Working data
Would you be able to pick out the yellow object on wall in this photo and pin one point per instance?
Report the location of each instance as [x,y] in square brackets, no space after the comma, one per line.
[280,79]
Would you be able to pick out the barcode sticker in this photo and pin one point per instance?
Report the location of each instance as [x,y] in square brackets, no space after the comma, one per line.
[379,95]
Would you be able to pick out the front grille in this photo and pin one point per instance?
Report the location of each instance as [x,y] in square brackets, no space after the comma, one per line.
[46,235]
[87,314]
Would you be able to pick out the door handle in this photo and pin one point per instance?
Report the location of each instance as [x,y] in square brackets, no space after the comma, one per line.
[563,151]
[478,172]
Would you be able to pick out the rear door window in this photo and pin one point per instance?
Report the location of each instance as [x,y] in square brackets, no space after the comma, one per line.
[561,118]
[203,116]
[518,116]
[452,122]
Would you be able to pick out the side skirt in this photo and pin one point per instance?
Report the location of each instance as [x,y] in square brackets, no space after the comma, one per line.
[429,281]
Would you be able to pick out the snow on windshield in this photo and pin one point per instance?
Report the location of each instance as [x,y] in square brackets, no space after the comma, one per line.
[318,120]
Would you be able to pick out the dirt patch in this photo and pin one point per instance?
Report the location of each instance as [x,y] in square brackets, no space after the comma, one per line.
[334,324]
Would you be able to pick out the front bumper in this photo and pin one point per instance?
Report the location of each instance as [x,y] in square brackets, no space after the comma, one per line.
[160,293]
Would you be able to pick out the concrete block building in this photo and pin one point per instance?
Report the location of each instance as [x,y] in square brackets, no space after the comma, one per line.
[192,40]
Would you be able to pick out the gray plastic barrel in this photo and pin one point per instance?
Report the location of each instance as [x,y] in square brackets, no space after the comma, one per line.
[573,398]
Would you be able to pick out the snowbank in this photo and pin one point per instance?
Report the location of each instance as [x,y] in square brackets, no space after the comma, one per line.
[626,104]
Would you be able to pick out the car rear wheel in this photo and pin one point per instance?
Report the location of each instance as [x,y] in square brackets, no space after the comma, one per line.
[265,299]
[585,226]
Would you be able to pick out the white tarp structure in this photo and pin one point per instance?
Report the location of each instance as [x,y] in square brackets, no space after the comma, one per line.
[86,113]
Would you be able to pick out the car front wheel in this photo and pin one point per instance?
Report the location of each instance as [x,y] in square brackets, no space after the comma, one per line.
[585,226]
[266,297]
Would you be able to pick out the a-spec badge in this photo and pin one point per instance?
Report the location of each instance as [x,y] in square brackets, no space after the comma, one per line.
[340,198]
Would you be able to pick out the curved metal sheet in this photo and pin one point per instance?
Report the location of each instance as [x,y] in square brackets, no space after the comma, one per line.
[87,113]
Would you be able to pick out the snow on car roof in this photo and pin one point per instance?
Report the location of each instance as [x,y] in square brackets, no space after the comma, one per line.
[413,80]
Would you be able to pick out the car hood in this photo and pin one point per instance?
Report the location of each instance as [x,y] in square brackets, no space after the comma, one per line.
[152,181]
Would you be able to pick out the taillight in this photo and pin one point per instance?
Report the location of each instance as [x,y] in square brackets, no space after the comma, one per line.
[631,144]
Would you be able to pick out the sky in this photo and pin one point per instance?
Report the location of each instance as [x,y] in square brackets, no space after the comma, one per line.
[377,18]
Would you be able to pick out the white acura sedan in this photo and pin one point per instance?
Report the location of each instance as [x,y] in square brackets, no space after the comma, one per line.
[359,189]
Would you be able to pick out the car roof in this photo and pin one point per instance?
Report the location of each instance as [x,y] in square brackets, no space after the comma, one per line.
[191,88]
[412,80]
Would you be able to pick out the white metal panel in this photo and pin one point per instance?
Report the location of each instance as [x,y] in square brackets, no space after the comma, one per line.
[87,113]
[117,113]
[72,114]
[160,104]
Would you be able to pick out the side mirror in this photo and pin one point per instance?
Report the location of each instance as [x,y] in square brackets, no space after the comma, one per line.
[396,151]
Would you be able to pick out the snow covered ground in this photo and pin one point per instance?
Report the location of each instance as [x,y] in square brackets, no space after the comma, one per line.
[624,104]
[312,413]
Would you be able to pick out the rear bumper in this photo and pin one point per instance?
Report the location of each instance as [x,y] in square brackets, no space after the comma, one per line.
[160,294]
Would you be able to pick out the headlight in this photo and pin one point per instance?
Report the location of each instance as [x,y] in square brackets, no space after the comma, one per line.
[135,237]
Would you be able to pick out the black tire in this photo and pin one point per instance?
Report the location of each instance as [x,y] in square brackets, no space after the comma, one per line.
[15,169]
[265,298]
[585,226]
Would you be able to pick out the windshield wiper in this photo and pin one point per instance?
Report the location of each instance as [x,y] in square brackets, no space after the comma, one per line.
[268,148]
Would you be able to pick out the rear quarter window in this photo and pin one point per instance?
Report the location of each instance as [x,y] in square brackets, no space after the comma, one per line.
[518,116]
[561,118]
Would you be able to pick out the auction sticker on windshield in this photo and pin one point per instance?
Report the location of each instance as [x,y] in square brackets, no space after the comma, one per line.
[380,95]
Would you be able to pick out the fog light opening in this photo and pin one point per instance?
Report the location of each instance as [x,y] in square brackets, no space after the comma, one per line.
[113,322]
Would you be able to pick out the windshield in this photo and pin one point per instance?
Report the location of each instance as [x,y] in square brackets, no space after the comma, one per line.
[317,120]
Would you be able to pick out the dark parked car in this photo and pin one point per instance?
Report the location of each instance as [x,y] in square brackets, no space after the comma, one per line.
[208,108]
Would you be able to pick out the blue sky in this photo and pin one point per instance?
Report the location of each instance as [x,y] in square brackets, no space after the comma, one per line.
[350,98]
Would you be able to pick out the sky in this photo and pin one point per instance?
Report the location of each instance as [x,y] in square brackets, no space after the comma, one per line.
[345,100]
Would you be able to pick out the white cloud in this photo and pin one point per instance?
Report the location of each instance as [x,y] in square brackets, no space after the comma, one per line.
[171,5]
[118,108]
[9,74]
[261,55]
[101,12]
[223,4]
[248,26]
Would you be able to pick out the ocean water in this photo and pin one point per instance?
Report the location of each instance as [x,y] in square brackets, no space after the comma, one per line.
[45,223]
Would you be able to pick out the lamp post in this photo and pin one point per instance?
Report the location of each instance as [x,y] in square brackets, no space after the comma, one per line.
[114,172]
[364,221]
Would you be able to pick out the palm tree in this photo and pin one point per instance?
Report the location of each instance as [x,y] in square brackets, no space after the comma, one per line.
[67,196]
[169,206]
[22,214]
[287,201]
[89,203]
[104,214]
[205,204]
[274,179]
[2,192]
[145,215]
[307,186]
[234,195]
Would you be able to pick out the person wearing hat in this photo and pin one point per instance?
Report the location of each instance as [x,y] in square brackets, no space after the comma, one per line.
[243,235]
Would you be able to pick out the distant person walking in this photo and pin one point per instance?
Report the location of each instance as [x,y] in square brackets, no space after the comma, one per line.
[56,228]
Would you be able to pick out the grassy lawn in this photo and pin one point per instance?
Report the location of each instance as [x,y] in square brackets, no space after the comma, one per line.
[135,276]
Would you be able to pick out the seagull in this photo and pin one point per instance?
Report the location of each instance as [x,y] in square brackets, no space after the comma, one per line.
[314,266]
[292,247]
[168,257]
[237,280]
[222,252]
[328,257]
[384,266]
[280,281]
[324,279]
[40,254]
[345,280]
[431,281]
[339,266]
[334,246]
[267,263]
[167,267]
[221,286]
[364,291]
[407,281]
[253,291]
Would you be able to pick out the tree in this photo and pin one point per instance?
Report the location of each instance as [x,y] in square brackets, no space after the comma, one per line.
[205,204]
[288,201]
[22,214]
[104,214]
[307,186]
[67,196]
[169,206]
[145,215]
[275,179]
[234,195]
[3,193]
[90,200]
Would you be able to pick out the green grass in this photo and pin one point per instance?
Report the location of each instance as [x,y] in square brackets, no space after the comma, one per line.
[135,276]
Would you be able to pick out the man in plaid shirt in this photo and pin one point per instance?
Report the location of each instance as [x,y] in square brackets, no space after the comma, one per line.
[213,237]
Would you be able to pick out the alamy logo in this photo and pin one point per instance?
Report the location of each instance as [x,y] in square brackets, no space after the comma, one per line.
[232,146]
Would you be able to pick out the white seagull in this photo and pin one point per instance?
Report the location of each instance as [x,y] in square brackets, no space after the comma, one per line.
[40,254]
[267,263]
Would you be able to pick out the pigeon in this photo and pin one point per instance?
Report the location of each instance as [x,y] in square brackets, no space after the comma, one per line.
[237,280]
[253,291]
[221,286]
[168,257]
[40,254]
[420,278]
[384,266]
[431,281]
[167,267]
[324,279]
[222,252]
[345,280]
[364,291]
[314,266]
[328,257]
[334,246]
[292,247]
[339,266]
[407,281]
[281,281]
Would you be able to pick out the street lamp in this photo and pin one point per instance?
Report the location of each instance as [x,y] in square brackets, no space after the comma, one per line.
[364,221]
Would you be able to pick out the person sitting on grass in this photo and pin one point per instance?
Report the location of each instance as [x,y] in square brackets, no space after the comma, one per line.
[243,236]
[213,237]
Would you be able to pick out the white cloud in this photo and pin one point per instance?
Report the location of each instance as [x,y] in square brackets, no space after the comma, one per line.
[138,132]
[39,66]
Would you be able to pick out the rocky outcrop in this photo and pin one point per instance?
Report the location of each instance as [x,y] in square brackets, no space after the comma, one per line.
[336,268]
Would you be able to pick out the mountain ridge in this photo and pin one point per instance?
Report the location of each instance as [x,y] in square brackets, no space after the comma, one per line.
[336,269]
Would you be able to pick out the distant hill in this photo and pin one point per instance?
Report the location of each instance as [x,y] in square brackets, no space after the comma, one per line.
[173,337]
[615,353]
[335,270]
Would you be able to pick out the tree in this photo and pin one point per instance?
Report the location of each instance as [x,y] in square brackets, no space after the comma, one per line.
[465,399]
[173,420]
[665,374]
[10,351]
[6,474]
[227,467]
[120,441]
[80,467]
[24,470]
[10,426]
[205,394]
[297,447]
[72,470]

* * *

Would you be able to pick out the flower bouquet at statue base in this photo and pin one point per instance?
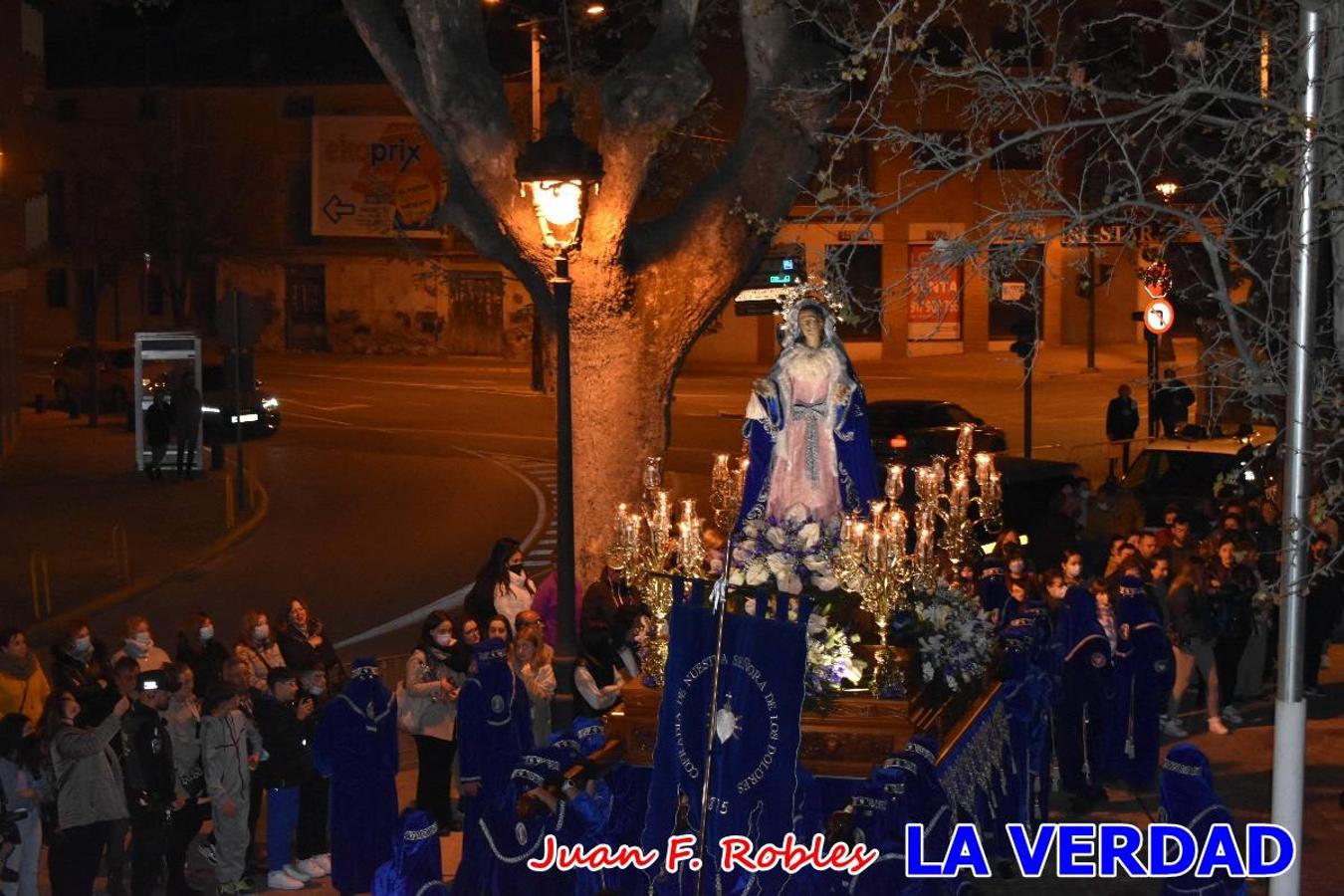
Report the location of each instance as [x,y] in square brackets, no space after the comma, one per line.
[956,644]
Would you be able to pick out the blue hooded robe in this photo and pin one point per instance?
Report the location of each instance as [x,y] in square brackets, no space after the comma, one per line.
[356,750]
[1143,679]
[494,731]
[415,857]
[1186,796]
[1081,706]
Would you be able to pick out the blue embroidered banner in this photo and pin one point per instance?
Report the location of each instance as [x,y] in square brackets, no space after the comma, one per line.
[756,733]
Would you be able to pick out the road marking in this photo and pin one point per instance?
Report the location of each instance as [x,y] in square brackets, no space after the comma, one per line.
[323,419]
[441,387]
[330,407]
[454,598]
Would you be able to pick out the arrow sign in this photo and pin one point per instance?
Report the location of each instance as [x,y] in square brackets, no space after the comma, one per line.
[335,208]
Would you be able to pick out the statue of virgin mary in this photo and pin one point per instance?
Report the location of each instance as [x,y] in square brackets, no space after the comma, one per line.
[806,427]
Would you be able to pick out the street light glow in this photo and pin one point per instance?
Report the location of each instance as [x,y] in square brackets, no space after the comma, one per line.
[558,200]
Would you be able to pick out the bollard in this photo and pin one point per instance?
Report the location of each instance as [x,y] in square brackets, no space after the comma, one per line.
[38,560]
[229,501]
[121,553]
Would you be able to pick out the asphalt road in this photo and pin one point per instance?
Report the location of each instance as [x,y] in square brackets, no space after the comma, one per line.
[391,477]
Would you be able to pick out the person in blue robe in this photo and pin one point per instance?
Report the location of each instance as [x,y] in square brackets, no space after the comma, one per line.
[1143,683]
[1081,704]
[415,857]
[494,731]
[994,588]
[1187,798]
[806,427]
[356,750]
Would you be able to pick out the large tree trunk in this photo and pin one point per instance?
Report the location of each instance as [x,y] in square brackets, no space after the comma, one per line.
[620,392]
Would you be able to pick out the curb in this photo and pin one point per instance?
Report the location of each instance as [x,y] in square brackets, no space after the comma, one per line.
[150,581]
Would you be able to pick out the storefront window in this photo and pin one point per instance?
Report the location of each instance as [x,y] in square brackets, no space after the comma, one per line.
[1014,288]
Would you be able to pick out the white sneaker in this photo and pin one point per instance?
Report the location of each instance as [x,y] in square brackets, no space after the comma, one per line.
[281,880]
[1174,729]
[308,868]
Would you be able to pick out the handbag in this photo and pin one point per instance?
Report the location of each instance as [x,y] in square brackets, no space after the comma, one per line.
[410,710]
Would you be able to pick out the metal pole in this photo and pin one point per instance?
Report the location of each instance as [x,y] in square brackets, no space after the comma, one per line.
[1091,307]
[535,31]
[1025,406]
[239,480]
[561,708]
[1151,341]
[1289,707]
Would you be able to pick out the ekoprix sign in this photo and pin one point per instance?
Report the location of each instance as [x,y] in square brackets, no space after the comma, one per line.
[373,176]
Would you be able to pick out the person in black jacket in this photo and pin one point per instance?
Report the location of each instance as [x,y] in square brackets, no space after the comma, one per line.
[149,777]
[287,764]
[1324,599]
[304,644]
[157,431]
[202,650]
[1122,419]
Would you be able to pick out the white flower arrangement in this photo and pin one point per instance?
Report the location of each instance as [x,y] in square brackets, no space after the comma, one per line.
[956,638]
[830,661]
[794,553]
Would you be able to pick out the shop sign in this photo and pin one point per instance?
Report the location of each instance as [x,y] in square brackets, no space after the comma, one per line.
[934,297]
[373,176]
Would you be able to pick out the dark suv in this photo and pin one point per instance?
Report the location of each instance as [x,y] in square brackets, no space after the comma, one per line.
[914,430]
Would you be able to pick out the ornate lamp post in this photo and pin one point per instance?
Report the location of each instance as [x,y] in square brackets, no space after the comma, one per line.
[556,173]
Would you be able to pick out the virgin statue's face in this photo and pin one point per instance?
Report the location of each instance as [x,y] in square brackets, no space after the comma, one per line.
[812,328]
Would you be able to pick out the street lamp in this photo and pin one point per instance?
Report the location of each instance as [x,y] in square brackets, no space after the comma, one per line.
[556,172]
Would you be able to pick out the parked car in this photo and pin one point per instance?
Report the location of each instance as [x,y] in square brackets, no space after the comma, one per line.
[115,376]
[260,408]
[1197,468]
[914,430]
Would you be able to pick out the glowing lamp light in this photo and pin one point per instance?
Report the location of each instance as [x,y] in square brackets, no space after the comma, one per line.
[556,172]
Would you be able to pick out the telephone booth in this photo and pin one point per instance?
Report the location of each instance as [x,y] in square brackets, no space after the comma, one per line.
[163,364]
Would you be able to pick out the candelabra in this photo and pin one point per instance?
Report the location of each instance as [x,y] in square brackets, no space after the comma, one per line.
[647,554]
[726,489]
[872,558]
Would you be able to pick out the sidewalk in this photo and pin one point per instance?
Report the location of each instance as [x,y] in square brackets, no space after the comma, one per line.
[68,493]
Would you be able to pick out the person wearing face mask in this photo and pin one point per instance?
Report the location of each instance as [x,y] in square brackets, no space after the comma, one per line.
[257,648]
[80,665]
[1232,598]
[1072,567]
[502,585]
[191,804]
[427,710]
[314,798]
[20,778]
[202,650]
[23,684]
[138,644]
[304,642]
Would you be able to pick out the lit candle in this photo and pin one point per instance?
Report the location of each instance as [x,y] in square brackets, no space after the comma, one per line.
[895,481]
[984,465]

==

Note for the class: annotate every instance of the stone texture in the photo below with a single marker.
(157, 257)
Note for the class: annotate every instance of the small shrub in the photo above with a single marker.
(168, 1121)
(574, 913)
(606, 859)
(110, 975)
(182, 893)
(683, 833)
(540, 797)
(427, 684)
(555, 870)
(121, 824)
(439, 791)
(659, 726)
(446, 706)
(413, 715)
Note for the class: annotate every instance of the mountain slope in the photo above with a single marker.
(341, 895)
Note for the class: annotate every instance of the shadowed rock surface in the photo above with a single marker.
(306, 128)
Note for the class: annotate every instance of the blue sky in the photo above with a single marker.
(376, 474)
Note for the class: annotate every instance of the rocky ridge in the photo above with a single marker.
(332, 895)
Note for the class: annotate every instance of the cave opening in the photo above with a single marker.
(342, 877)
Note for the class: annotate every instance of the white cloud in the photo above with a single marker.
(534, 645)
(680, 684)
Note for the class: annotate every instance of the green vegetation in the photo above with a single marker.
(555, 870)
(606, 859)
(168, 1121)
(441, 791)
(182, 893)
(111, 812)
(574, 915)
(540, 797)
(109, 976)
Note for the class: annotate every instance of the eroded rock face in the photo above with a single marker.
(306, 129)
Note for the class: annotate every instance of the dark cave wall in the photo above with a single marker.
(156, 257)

Work order
Go through the records above and return every line that holds the string "parked".

Output of the task
Would you be able to pick out the dark parked car in this photo and pin one point per instance?
Would you be able to pick out the parked car in this photo and pin one point per instance?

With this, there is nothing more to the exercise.